### Given data

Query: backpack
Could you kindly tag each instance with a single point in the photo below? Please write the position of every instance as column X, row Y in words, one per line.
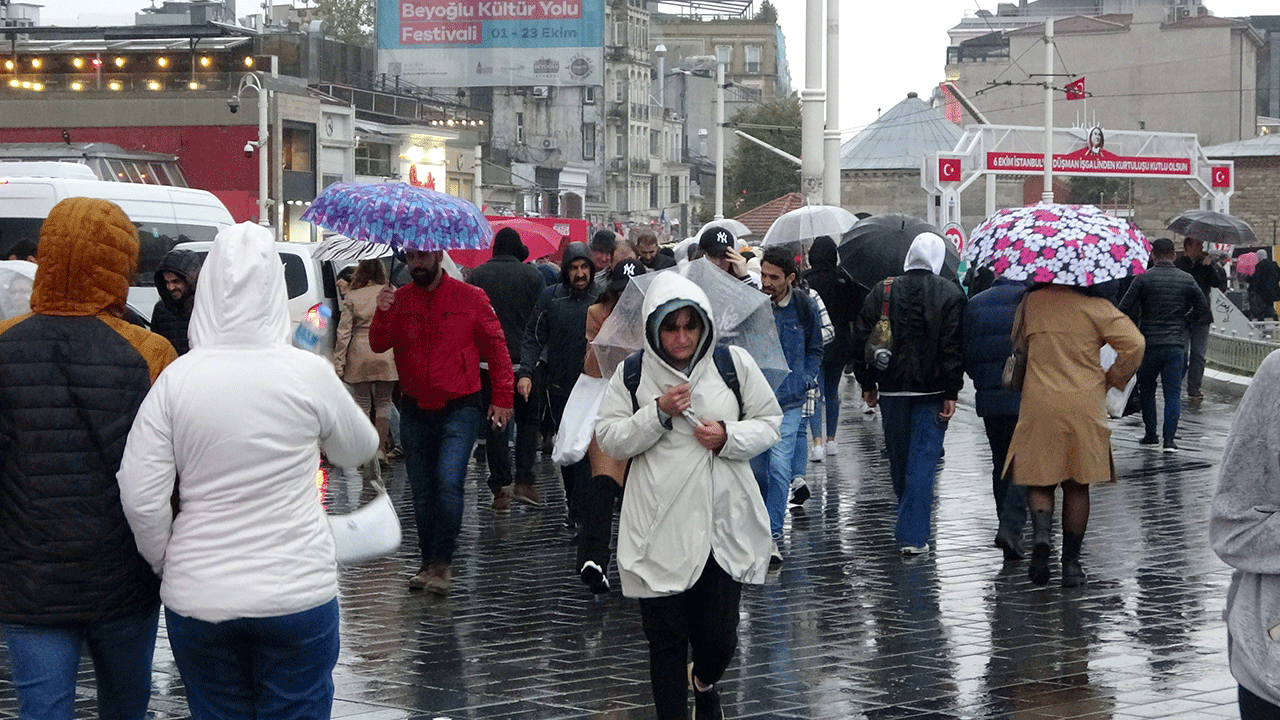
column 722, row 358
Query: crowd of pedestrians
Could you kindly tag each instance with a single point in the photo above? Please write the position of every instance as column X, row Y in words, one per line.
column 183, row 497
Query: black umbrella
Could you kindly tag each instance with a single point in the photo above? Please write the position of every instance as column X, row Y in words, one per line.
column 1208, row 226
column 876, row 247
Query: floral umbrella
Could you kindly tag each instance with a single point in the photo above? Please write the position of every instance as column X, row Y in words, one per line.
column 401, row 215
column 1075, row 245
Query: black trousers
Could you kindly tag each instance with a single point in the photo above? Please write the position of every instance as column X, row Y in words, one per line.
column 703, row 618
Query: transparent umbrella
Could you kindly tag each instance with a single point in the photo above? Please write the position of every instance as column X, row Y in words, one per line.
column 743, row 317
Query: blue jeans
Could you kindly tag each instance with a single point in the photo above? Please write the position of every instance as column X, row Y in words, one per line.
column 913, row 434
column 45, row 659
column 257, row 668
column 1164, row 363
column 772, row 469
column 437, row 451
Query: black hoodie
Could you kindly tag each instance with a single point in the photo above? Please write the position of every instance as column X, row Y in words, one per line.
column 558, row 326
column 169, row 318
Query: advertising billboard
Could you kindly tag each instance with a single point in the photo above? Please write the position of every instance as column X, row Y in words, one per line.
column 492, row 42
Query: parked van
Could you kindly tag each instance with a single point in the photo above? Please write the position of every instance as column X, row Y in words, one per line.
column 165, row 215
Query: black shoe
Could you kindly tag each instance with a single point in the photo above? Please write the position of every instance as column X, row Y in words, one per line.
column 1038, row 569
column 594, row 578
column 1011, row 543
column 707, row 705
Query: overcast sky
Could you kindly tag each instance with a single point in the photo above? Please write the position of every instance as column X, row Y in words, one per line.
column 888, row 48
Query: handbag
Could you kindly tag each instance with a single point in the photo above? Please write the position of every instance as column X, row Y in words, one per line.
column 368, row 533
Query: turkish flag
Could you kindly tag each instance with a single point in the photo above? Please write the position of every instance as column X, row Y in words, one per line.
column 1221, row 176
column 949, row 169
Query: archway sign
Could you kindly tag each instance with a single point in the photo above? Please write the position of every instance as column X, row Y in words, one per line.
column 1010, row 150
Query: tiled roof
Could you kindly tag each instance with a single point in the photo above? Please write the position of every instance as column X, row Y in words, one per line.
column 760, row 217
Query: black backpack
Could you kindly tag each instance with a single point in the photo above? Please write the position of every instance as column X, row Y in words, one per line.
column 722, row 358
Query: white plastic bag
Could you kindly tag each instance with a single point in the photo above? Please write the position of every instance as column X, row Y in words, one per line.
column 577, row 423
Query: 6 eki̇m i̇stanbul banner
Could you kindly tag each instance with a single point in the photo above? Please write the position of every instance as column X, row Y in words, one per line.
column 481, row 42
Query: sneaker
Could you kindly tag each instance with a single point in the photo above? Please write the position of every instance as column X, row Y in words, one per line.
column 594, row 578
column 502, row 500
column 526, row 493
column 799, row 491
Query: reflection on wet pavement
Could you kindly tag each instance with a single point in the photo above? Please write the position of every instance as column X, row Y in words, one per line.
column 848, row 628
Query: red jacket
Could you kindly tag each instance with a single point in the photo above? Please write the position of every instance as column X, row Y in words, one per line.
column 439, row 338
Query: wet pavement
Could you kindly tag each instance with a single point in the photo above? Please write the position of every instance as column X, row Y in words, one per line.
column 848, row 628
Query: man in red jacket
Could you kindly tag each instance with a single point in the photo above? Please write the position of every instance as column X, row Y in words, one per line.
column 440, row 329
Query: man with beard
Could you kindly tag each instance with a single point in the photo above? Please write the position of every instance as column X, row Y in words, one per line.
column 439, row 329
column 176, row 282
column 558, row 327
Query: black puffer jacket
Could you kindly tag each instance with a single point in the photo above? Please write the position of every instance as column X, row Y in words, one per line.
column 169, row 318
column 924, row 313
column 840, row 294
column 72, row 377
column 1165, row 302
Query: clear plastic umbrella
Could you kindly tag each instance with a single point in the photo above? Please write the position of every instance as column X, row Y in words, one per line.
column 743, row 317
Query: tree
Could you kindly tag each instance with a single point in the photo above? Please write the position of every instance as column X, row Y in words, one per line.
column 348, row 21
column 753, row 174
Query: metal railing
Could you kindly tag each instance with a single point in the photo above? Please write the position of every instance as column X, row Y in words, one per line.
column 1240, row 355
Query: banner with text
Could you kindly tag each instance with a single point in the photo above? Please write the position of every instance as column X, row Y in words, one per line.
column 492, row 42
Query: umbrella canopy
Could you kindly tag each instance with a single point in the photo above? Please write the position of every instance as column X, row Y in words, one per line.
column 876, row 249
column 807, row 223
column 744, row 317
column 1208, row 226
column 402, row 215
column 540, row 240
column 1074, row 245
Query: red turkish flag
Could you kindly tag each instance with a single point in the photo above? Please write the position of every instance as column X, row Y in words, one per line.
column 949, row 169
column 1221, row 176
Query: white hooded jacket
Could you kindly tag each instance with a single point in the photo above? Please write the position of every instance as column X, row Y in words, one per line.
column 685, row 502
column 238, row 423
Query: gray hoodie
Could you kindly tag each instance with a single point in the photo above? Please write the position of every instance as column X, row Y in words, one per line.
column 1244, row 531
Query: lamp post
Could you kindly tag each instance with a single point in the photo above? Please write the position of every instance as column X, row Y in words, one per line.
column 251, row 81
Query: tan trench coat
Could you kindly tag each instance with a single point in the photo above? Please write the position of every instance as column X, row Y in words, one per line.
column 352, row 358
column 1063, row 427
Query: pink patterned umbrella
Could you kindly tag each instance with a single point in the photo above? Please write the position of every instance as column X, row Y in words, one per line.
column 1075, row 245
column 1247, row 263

--

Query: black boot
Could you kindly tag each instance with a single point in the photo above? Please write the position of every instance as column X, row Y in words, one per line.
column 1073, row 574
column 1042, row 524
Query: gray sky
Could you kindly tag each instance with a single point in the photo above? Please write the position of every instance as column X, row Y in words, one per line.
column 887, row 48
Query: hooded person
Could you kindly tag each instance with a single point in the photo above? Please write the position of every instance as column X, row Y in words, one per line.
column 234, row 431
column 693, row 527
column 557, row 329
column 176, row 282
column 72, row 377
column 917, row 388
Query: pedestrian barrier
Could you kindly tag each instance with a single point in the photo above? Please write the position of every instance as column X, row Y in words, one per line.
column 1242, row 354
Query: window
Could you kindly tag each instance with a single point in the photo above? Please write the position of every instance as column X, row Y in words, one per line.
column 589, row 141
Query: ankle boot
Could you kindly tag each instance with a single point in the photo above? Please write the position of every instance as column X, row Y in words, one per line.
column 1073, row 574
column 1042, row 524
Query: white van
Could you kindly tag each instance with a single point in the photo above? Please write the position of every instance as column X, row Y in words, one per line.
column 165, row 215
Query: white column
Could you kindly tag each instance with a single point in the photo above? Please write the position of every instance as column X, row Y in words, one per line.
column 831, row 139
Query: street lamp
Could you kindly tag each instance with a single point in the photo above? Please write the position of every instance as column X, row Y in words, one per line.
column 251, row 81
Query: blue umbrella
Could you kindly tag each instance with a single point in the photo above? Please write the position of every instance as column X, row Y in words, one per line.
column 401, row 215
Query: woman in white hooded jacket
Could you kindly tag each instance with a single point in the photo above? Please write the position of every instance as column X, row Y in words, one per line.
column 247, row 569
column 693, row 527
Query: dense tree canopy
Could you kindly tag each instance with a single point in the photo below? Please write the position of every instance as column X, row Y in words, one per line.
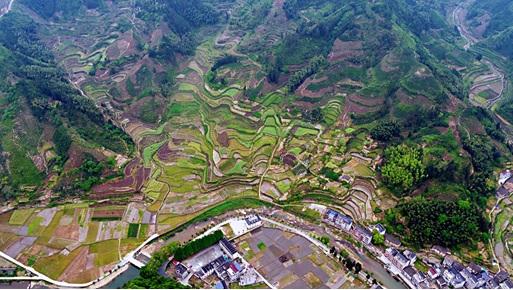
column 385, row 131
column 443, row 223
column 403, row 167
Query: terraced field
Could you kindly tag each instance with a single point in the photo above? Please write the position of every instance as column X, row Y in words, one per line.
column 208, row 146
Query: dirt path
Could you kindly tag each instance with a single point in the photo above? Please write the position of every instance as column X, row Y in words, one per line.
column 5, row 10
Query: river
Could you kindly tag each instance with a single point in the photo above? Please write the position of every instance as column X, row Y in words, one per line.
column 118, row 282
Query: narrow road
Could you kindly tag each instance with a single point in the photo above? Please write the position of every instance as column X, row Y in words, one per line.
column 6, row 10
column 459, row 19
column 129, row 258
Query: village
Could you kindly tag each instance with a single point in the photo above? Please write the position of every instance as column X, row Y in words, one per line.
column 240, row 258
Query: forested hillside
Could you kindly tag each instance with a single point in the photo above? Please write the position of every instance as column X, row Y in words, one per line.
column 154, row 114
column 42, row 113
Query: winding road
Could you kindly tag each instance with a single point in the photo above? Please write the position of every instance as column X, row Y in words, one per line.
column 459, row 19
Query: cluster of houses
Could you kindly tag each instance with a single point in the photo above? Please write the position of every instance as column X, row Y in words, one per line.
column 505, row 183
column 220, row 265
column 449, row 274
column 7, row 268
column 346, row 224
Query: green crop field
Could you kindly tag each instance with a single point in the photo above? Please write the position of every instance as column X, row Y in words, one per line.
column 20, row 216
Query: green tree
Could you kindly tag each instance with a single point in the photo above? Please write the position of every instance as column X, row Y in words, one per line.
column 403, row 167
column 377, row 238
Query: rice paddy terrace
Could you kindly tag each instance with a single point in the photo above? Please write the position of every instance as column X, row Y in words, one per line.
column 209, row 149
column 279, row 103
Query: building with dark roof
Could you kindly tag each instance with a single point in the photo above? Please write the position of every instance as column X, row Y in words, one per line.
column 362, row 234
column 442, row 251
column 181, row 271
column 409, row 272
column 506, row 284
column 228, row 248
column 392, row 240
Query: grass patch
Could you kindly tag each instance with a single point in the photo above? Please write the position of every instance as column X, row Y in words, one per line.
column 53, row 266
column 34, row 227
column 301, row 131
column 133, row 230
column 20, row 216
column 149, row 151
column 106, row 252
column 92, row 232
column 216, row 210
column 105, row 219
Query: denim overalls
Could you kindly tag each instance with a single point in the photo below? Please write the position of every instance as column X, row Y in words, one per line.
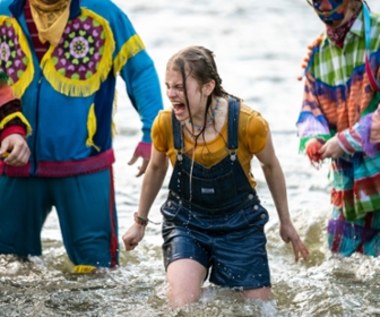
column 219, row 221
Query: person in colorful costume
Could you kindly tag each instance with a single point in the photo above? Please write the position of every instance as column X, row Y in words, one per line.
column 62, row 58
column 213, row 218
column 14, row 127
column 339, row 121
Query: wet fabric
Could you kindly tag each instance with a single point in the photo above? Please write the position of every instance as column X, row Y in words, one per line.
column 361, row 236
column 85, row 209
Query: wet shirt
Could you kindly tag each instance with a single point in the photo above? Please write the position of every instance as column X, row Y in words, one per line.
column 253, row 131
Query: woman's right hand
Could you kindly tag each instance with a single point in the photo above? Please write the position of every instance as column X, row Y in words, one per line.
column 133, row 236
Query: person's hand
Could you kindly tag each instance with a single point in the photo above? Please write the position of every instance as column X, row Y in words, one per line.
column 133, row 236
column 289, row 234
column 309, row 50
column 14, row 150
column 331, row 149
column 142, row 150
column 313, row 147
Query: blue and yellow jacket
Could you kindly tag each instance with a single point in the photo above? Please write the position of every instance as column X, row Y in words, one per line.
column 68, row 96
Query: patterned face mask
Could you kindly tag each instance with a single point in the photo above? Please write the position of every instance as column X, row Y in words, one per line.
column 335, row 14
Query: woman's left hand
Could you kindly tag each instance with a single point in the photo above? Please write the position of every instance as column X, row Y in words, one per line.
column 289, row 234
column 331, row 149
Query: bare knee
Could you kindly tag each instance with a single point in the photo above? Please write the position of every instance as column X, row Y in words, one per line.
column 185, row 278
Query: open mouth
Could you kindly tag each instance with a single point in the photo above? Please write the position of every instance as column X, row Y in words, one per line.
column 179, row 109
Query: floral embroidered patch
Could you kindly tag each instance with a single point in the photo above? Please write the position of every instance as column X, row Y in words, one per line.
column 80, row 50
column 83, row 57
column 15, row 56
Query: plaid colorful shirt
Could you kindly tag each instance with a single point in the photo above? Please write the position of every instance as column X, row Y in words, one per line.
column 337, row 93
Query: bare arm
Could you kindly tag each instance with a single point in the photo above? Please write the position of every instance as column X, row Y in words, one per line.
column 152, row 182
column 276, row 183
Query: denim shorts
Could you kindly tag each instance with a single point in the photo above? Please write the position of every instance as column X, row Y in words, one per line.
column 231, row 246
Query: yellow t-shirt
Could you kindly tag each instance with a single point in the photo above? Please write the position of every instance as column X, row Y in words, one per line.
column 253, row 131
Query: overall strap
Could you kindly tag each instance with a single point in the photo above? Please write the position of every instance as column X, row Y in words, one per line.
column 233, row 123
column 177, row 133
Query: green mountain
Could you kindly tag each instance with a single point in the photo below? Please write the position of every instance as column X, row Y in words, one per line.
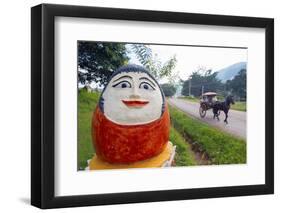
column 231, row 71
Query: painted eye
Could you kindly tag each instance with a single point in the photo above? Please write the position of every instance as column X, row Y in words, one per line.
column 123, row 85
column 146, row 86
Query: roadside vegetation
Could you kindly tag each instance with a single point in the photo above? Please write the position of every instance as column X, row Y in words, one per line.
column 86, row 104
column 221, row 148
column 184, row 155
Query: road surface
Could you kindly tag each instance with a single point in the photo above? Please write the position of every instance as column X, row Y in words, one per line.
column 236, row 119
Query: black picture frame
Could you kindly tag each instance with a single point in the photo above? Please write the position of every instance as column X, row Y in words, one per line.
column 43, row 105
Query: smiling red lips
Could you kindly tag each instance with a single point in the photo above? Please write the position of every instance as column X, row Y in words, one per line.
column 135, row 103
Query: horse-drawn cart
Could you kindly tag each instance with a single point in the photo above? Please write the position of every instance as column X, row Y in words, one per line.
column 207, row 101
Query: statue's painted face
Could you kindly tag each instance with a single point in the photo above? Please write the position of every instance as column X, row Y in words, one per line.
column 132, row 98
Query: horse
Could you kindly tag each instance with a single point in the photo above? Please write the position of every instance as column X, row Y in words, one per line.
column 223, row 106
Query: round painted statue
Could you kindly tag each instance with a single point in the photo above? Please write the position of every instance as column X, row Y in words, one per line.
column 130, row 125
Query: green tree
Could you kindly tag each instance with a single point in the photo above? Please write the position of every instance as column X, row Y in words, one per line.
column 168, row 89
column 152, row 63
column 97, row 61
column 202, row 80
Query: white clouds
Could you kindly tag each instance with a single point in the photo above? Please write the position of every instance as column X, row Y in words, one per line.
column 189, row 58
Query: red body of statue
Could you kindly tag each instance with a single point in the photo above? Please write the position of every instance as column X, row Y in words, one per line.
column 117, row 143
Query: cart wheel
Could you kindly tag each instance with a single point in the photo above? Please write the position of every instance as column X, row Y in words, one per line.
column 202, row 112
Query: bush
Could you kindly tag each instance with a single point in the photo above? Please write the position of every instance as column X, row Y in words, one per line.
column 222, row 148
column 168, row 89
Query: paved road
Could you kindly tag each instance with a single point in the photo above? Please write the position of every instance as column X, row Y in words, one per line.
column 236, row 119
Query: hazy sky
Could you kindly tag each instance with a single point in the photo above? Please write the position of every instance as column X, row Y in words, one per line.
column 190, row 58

### Task directions
Give the data as a two-column CSV headed input and output. Begin at the line that has "Query: roadside vegetation" and stop after the line that has "column 184, row 155". Write one row for each text and its answer, with each field quoted and its line breaks turned into spaces.

### Exercise result
input,output
"Query: roadside vegetation Could you kindly tag each instance with a single point in the photo above? Please write the position of every instance as column X, row Y in words, one per line.","column 86, row 104 column 221, row 148 column 184, row 155"